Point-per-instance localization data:
-- Opening Marker --

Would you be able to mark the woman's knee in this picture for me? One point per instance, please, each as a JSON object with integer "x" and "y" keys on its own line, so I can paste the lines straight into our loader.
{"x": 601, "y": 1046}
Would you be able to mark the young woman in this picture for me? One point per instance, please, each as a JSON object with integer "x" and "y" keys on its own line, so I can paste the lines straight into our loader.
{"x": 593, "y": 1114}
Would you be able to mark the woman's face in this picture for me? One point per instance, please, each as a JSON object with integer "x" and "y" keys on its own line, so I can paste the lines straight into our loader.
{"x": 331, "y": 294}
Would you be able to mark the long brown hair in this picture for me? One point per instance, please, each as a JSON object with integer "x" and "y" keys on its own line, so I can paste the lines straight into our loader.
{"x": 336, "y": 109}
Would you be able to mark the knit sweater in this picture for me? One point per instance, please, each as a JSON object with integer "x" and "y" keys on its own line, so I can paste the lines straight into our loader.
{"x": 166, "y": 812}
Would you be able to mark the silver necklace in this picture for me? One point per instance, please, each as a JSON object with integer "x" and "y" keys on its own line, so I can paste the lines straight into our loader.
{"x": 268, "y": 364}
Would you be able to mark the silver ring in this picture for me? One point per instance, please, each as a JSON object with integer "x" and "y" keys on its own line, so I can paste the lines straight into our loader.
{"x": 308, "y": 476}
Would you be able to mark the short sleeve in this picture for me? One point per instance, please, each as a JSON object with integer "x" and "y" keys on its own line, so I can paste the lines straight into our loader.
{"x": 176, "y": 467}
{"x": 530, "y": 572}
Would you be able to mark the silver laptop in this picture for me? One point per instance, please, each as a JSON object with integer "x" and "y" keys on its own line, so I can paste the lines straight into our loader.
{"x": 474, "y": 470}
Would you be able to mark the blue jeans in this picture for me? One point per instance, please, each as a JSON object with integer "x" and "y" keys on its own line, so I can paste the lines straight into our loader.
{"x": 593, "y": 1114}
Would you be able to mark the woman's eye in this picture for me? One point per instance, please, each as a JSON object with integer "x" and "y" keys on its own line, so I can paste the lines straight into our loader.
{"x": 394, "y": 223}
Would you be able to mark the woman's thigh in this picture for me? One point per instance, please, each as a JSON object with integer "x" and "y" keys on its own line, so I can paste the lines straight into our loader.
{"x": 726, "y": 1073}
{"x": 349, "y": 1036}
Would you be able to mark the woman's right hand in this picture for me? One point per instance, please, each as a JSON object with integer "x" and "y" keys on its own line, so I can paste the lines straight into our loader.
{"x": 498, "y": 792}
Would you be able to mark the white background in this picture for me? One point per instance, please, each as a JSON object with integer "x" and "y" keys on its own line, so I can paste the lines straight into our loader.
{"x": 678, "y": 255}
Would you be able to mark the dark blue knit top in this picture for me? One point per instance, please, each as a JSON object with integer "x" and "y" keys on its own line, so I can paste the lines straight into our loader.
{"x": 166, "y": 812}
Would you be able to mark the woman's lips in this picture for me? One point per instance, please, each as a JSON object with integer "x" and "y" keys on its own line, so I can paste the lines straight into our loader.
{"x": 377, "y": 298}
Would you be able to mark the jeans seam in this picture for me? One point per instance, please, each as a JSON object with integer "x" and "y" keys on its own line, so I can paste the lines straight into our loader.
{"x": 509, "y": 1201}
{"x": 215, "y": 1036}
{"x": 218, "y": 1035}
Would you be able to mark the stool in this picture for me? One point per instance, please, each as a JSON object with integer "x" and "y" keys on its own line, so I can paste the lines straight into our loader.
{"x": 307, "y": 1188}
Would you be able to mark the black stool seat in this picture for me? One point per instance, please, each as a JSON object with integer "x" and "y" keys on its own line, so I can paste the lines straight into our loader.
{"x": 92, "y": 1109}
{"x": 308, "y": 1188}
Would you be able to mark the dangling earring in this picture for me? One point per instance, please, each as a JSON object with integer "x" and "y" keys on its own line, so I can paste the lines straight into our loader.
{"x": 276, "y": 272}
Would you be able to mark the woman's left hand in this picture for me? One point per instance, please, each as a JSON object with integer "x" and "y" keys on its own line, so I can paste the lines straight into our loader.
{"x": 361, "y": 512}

-- Closing Marker --

YOUR TASK. This exercise calls for every record to be restated word for word.

WRITTEN ANSWER.
Would you be able to mark the woman's knee in this picture for me? One point per instance, please, each as a JSON object with integer "x" and "y" keys on its own line, so I can paste the lines straight into our loader.
{"x": 601, "y": 1046}
Would you be able to mark the young woman in this picture for me? One point per instance, please, each as a JSON object with integer "x" and "y" keys on its own line, so I can paste the lines straight into our loader.
{"x": 593, "y": 1114}
Would you be able to mark the woman's face in this picture for me? One point per instance, please, each as a JSON object with integer "x" and "y" keys on its own line, so I can paste the lines straight into our loader.
{"x": 331, "y": 294}
Would you be able to mark the long brown hair in this picture for me? One point per instance, please, each as a JSON object with integer "x" and "y" keys on its own line, so I can paste the lines straight into our loader.
{"x": 336, "y": 109}
Would you be able to mark the knit sweater in this picture for me? One point per instance, please, each as a JSON object with integer "x" and "y" keys on its own line, so I can paste the lines straight into our loader.
{"x": 166, "y": 812}
Would you be able to mark the silver necklace in this picture for me? One point per instance, please, each as a JSON object with integer "x" and "y" keys on its own line, so I can paste the lines straight into our loader.
{"x": 268, "y": 364}
Would you be able to mark the silver ring in this picture for me? One point per instance, please, each as a JSON object with integer "x" and "y" keys on its own line, so I can paste the lines straight into our loader.
{"x": 308, "y": 476}
Would you be able to mark the short sleeve in this picture for me? One point per instance, please, each as a JSON object with integer "x" and "y" keys on its own line, so I can paste the lines straight into our loader.
{"x": 176, "y": 467}
{"x": 530, "y": 572}
Would you be able to mark the silver laptop in this picture for me? One point per instance, please, each as a JSON object with integer "x" and "y" keys on its own line, so I can paste the lines straight into our loader.
{"x": 474, "y": 470}
Would you be able to mark the blue jeans in this picture for me? One point per instance, please, each as a JSON object with integer "x" and "y" keys on its own line, so I can paste the lines straight into our loader.
{"x": 593, "y": 1114}
Would you be able to mark the woman's eye in this picture for me? One point per instance, please, each as a JSON object with integer "x" and "y" keys on its own line, so I can paste the lines straight into our loader.
{"x": 394, "y": 223}
Would you be able to mark the woman's thigh in this picture for me? One point per instance, please, each as a JSON object with integer "x" and "y" keys on its own line, so I can paste the lines straight into our loader.
{"x": 726, "y": 1073}
{"x": 349, "y": 1036}
Would you be able to mark the woman's right hand in this picture for me? One point per instance, please, each as a JSON object with integer "x" and "y" keys on its own line, so I can paste the lines straight into our loader.
{"x": 498, "y": 792}
Would you be able to mark the white background in this picture for me? One point per instance, please, each as a JSON object with integer "x" and "y" keys on its own line, so I can paste the lines straight into our loader.
{"x": 678, "y": 255}
Would you be able to mark the dark blue knit top in this picture for me? One point per instance, please, each as a JSON object with integer "x" and "y" keys on its own line, so I can paste the lines straight into our loader.
{"x": 166, "y": 812}
Would you be able to mark the woman's lips in this picture for me? One point per instance, please, each as a JSON object with integer "x" and "y" keys on its own line, so I can paste the lines straight into our loader.
{"x": 377, "y": 298}
Would you be able to mark the jeans seam in this picture for me? One point per instance, please, each as a JSON object with integer "x" and "y" keys on its own line, so I can paste the lines straight into our loader.
{"x": 509, "y": 1201}
{"x": 215, "y": 1036}
{"x": 218, "y": 1035}
Would you be able to mark the stool in this picture for me? One point per instance, please, each as a JSON object with integer "x" and "y" keys on its own line, so I can paste the lines straight into our loader.
{"x": 307, "y": 1188}
Would you be able to mark the black stool seat in this picture for me? One point per instance, please, each as a JSON object with integer "x" and "y" keys on its own line, so I can paste the lines straight into our loader.
{"x": 92, "y": 1109}
{"x": 308, "y": 1188}
Would you be able to mark the dangling earring in this picture for me? One point per instance, please, each as a JSON object with integer "x" and "y" keys on its own line, so I can paste the lines straight into our loader.
{"x": 276, "y": 272}
Would you be able to mark the woman's left hand in this picture for me? One point per instance, please, each as a JSON object with integer "x" and "y" keys on its own line, so I can paste the lines straight into our loader.
{"x": 361, "y": 512}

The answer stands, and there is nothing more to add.